RECORDS TO PROCESS -
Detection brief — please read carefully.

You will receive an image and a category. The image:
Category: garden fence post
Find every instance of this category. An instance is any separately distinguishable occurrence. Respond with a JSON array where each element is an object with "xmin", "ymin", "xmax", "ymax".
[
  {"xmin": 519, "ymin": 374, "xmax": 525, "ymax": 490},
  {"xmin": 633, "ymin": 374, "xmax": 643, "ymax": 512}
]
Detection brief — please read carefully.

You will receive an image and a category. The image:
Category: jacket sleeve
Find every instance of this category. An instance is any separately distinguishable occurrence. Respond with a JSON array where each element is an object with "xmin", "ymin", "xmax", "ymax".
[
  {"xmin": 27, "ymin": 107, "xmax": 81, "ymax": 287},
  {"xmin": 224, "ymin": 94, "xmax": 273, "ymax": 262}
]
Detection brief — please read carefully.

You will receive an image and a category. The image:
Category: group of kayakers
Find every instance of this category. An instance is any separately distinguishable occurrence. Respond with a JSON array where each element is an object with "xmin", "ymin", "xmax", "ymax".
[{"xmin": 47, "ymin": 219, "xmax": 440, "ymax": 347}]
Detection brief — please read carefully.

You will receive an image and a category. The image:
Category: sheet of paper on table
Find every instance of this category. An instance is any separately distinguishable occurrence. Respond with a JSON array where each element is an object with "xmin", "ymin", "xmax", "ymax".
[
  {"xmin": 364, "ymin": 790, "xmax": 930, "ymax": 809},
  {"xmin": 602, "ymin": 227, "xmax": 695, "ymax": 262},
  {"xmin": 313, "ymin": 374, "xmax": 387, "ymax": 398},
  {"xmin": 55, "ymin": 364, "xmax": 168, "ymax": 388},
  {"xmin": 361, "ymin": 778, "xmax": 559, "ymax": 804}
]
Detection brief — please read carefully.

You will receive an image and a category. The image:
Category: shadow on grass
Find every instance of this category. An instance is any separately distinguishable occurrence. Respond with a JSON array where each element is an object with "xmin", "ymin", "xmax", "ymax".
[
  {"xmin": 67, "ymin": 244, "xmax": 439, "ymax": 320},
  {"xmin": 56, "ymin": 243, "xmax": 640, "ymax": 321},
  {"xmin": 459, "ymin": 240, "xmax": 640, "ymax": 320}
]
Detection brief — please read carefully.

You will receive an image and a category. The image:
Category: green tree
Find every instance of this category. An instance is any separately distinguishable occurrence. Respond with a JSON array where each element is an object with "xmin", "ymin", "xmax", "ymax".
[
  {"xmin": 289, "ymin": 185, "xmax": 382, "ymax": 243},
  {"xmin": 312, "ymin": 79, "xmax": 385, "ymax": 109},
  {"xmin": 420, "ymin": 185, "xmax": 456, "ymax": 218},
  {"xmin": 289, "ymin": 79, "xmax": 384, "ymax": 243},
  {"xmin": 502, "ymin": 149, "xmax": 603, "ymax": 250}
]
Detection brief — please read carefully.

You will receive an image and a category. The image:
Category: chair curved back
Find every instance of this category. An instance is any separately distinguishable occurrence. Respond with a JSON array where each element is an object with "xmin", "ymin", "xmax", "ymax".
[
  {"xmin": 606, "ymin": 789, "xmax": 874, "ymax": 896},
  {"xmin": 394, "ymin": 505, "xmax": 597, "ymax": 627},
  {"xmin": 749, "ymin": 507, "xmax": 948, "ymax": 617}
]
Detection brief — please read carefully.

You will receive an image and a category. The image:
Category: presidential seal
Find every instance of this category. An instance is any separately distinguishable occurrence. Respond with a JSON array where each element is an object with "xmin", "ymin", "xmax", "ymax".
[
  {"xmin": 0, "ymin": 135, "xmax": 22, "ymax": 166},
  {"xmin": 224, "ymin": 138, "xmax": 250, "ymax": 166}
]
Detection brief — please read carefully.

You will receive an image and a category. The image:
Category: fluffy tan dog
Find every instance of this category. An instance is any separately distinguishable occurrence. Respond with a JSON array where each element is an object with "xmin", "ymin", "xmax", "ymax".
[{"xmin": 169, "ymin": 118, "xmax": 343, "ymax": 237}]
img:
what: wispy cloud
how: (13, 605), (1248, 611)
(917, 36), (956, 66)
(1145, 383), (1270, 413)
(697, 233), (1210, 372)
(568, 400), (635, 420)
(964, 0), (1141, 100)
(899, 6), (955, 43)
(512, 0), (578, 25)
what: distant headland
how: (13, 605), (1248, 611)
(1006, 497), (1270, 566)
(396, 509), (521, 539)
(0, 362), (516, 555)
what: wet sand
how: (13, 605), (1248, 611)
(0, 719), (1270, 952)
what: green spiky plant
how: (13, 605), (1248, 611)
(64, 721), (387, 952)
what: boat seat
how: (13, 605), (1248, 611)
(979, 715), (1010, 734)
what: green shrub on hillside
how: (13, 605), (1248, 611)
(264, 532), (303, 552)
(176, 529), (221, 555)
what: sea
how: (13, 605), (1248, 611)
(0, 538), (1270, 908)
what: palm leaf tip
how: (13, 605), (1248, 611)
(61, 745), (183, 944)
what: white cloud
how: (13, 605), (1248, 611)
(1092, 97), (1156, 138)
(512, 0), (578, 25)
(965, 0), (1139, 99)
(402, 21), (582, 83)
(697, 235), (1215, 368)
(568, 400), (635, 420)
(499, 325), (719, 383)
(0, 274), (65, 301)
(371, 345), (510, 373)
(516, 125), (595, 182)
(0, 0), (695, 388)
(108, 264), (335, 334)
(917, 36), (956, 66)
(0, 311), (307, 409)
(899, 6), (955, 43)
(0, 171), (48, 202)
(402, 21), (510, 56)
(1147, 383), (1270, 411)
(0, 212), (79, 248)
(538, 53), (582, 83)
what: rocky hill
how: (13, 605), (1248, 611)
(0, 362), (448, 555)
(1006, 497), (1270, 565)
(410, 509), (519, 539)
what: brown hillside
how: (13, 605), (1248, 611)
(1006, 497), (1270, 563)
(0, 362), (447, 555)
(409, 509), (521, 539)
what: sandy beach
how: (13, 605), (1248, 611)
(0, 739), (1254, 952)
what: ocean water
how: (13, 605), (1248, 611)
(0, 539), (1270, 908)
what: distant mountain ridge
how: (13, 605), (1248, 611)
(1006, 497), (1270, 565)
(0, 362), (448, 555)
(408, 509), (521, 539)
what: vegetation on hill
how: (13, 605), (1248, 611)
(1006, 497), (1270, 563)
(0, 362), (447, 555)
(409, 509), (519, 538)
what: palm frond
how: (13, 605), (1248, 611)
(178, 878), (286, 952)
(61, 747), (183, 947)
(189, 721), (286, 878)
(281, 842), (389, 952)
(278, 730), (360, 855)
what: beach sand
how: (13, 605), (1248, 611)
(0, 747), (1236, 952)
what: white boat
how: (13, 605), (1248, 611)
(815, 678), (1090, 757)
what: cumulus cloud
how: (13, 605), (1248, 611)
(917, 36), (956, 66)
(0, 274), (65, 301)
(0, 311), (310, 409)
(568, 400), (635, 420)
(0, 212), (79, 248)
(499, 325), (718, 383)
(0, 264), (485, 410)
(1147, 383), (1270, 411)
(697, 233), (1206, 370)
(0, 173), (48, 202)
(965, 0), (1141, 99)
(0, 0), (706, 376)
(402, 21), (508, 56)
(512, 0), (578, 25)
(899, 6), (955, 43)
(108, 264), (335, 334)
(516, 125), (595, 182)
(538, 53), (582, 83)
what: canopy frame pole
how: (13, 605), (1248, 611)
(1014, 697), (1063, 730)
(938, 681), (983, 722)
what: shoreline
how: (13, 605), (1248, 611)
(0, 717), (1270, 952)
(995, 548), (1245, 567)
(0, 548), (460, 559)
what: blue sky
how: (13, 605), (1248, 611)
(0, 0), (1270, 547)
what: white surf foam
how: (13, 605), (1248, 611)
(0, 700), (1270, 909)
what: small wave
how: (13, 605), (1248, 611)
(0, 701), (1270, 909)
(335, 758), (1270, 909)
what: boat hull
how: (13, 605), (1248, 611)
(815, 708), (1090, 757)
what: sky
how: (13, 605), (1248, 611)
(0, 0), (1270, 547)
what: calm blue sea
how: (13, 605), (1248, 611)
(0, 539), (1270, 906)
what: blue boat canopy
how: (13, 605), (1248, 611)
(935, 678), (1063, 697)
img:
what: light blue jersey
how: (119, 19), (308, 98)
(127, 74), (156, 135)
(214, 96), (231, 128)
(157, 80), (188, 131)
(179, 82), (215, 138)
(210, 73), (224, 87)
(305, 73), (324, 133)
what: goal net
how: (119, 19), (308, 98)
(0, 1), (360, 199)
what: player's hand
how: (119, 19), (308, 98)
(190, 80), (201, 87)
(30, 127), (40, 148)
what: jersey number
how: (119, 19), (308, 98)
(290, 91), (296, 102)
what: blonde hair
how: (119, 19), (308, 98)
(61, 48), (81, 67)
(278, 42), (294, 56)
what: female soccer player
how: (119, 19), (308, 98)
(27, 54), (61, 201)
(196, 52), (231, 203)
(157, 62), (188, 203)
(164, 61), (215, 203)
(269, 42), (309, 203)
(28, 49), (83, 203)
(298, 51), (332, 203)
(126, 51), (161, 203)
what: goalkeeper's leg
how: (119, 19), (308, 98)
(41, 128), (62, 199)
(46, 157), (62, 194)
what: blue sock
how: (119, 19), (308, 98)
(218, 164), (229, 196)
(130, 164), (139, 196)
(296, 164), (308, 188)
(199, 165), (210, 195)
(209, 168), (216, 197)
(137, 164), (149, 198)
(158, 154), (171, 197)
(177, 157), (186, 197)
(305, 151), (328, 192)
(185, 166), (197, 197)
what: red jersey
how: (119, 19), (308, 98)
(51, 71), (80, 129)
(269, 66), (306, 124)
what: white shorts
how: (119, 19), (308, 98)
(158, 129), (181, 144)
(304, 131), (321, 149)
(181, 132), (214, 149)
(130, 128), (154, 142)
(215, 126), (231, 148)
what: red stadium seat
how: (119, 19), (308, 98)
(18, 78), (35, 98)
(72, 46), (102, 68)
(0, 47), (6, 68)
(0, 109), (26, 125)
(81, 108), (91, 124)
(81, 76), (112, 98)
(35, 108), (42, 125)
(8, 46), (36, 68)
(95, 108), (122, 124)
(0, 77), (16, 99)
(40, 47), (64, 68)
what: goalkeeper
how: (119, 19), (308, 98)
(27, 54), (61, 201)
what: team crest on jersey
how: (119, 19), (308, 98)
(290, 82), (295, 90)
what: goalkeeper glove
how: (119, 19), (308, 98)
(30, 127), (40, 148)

GOAL OF THE EXERCISE - Could you rewrite the part of the material above that opens with the line containing "what: palm leaf tip" and closes with the line containing "(0, 739), (1254, 952)" as a numbered list, with blank lines left out?

COMPLETE OUTPUT -
1. what: palm leaf tip
2. how: (13, 605), (1248, 611)
3. (61, 745), (183, 944)
4. what: white cloud
5. how: (13, 605), (1248, 611)
6. (1092, 97), (1156, 138)
7. (512, 0), (578, 25)
8. (965, 0), (1139, 99)
9. (402, 21), (582, 83)
10. (697, 235), (1215, 368)
11. (568, 400), (635, 420)
12. (499, 325), (719, 383)
13. (0, 274), (65, 301)
14. (371, 345), (510, 373)
15. (516, 125), (595, 182)
16. (0, 0), (695, 388)
17. (108, 264), (335, 334)
18. (917, 36), (956, 66)
19. (0, 311), (307, 409)
20. (899, 6), (955, 43)
21. (0, 171), (48, 202)
22. (402, 21), (510, 56)
23. (1147, 383), (1270, 411)
24. (0, 212), (79, 248)
25. (538, 53), (582, 83)
26. what: rocky hill
27. how: (13, 605), (1248, 611)
28. (0, 362), (448, 555)
29. (1006, 497), (1270, 565)
30. (410, 509), (519, 539)
31. what: brown hillside
32. how: (13, 605), (1248, 611)
33. (1006, 497), (1270, 563)
34. (0, 362), (447, 555)
35. (409, 509), (521, 539)
36. what: sandy beach
37. how: (13, 605), (1248, 611)
38. (0, 739), (1254, 952)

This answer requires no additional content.